*Problem statement*.
Every record shown below is to be output exactly.

Stored data entries
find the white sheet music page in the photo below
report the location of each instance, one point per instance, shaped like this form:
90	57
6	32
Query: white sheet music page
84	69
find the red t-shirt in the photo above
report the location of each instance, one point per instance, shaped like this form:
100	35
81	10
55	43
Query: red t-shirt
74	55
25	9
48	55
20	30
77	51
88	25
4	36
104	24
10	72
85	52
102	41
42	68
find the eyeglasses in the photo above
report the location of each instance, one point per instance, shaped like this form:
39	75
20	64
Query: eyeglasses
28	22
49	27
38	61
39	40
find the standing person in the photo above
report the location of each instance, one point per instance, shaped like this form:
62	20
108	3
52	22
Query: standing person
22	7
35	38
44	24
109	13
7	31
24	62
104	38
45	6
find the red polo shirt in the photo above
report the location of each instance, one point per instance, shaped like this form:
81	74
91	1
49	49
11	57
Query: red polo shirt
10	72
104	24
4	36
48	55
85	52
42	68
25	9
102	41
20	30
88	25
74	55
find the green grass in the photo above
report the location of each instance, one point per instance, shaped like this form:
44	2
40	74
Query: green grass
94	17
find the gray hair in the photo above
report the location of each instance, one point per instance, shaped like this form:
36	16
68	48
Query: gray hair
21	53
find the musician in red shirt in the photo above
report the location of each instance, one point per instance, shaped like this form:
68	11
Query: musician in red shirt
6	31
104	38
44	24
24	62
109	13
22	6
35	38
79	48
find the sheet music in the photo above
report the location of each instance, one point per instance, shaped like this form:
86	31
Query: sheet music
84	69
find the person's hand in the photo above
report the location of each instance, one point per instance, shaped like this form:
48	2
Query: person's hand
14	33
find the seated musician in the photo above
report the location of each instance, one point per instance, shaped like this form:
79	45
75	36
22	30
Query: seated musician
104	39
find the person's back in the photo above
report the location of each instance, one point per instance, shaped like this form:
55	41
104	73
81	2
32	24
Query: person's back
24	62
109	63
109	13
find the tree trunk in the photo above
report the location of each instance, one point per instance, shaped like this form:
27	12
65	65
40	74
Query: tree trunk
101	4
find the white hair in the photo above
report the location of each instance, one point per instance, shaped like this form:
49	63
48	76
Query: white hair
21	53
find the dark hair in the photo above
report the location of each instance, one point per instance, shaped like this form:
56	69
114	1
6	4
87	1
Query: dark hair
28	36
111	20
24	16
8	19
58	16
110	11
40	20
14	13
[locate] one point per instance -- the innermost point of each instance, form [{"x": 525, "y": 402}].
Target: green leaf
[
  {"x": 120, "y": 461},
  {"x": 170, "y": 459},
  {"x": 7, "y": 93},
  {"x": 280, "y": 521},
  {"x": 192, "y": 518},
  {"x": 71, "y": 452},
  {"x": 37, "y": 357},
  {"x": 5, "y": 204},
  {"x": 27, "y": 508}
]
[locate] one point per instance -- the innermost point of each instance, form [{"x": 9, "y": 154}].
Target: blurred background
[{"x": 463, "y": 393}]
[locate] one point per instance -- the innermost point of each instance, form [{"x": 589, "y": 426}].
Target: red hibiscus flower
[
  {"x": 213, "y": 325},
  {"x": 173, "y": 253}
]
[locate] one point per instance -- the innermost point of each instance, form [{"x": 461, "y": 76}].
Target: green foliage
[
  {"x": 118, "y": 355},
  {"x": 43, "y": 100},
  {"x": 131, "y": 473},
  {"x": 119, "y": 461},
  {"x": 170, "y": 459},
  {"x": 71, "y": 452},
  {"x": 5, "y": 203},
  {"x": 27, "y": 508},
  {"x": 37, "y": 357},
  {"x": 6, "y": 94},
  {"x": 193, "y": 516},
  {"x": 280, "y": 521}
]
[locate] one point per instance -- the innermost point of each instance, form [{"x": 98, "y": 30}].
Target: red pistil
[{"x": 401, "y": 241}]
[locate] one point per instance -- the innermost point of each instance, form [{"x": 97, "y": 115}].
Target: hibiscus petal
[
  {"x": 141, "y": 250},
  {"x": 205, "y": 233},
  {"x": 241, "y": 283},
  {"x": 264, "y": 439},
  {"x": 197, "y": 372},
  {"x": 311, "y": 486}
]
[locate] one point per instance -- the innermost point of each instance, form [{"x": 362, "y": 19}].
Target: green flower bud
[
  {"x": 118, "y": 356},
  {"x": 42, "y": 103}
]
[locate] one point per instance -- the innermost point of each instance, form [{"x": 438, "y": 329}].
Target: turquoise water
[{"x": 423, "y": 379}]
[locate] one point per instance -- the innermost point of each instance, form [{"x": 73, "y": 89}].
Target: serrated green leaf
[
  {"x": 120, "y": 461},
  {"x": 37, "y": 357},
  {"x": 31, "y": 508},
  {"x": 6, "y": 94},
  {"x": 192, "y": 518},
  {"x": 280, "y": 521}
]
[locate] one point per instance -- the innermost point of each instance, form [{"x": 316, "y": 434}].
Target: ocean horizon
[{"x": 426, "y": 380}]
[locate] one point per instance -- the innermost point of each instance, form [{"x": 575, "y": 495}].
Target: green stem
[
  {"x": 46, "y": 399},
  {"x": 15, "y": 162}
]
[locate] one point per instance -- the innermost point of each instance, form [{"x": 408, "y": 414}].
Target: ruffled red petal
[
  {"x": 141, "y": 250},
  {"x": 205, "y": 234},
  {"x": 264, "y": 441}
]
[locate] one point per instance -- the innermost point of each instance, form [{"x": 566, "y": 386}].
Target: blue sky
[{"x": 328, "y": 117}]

*Response to this task*.
find the white sheet music page in the photo below
report the location of each instance, one point per instance, shaped like this form:
90	57
6	32
Query: white sheet music page
84	69
find the red t-shirt in the photo above
report the location of each instance, one point per instance, shaped like this form:
100	35
81	10
55	43
Query: red t-shirt
74	55
25	9
48	55
20	30
77	51
88	25
4	36
104	24
10	72
85	52
102	41
42	68
find the eyeglasses in the photo above
report the location of each instance, one point per instance, shaped like this form:
39	75
20	64
Query: eyeglasses
28	22
49	27
38	61
39	40
find the standing person in the photo above
report the location of each instance, one point per instance, shaped like this form:
62	20
108	3
52	22
Query: standing person
22	7
35	38
44	24
109	13
7	31
24	62
104	38
45	6
find the red polo shirt in the photo above
report the location of each instance, one point per instance, shaped like this form:
81	74
91	1
49	49
11	57
Query: red polo shirt
10	72
104	24
4	36
48	55
85	52
42	68
25	9
102	41
20	30
88	25
74	55
find the green grass in the photo above
report the location of each instance, one point per instance, shaped like this form:
44	2
40	74
Query: green grass
94	17
find the gray hair in the photo above
report the location of each instance, one point per instance, shaped like this form:
36	16
68	48
Query: gray hair
21	53
find the musician in red shirt in the photo above
report the location of each instance, one point per instance, shaped like this form:
68	11
Query: musician in red shirt
6	31
104	38
44	24
24	62
109	13
22	6
35	38
79	48
find the sheet music in the photo above
report the location of each instance, one point per instance, shaped like this form:
86	31
Query: sheet music
84	69
find the person's hand in the photo above
report the location of each instance, one point per instance, shaped like this form:
48	2
Query: person's hand
14	33
find the seated musician in the photo above
report the location of each instance, one point per instance, shaped like this form:
79	45
75	36
22	30
Query: seated musician
104	39
find the person's back in the photo above
report the location of each instance, one point per instance, shaped like this form:
55	41
104	73
81	2
32	24
Query: person's back
24	62
109	63
109	13
find the tree trunk in the photo above
report the location of each instance, one point per instance, shaped like this form:
27	12
65	65
40	74
Query: tree trunk
101	4
find the white hair in the photo above
report the location of each instance, one point per instance, shaped like this form:
49	63
48	76
Query: white hair
21	53
find the dark hair in the photo above
report the location of each instance, one point per instance, shaped like this form:
56	69
114	1
6	4
87	1
Query: dark hair
28	36
111	20
24	16
8	19
58	16
110	11
40	20
14	13
[locate] one point per instance -- the innermost point of each instance, form [{"x": 525, "y": 402}].
Target: green leaf
[
  {"x": 120, "y": 461},
  {"x": 170, "y": 459},
  {"x": 7, "y": 93},
  {"x": 280, "y": 521},
  {"x": 192, "y": 518},
  {"x": 71, "y": 452},
  {"x": 37, "y": 357},
  {"x": 5, "y": 204},
  {"x": 27, "y": 508}
]
[locate] one point per instance -- the innermost point of each instance, form [{"x": 9, "y": 154}].
Target: blurred background
[{"x": 463, "y": 393}]
[locate] one point per instance -- the innermost point of each instance, form [{"x": 589, "y": 426}].
Target: red hibiscus flower
[
  {"x": 213, "y": 325},
  {"x": 173, "y": 253}
]
[locate] one point per instance -- the innermost point of each instance, form [{"x": 461, "y": 76}].
Target: green foliage
[
  {"x": 118, "y": 355},
  {"x": 43, "y": 100},
  {"x": 131, "y": 473},
  {"x": 119, "y": 461},
  {"x": 170, "y": 459},
  {"x": 71, "y": 452},
  {"x": 5, "y": 203},
  {"x": 27, "y": 508},
  {"x": 37, "y": 357},
  {"x": 6, "y": 94},
  {"x": 193, "y": 516},
  {"x": 280, "y": 521}
]
[locate] one point per instance -- the innermost point of each instance, form [{"x": 98, "y": 30}].
Target: red pistil
[{"x": 401, "y": 241}]
[locate] one point per instance -- the innermost point of each instance, form [{"x": 97, "y": 115}].
Target: hibiscus petal
[
  {"x": 141, "y": 250},
  {"x": 205, "y": 233},
  {"x": 241, "y": 283},
  {"x": 264, "y": 439},
  {"x": 197, "y": 372},
  {"x": 311, "y": 486}
]
[locate] one point per instance -- the innermost point of each instance, form [{"x": 362, "y": 19}].
Target: green flower bud
[
  {"x": 118, "y": 356},
  {"x": 42, "y": 103}
]
[locate] one point per instance -- the innermost point of each instance, form [{"x": 438, "y": 329}].
Target: turquoise water
[{"x": 423, "y": 379}]
[locate] one point per instance -- the innermost point of each instance, form [{"x": 73, "y": 89}].
Target: serrated green leaf
[
  {"x": 120, "y": 461},
  {"x": 37, "y": 357},
  {"x": 31, "y": 508},
  {"x": 6, "y": 94},
  {"x": 192, "y": 518},
  {"x": 280, "y": 521}
]
[locate] one point per instance -- the innermost point of each instance, form [{"x": 316, "y": 434}].
Target: ocean horizon
[{"x": 426, "y": 380}]
[locate] one point per instance -- the innermost point of each instance, form [{"x": 575, "y": 495}].
Target: green stem
[
  {"x": 46, "y": 399},
  {"x": 15, "y": 162}
]
[locate] one point per instance -- the innermost point of each instance, form [{"x": 408, "y": 414}].
Target: ruffled red petal
[
  {"x": 141, "y": 250},
  {"x": 205, "y": 234},
  {"x": 264, "y": 441}
]
[locate] one point per instance -- the innermost point of each instance, form [{"x": 566, "y": 386}].
Target: blue sky
[{"x": 328, "y": 117}]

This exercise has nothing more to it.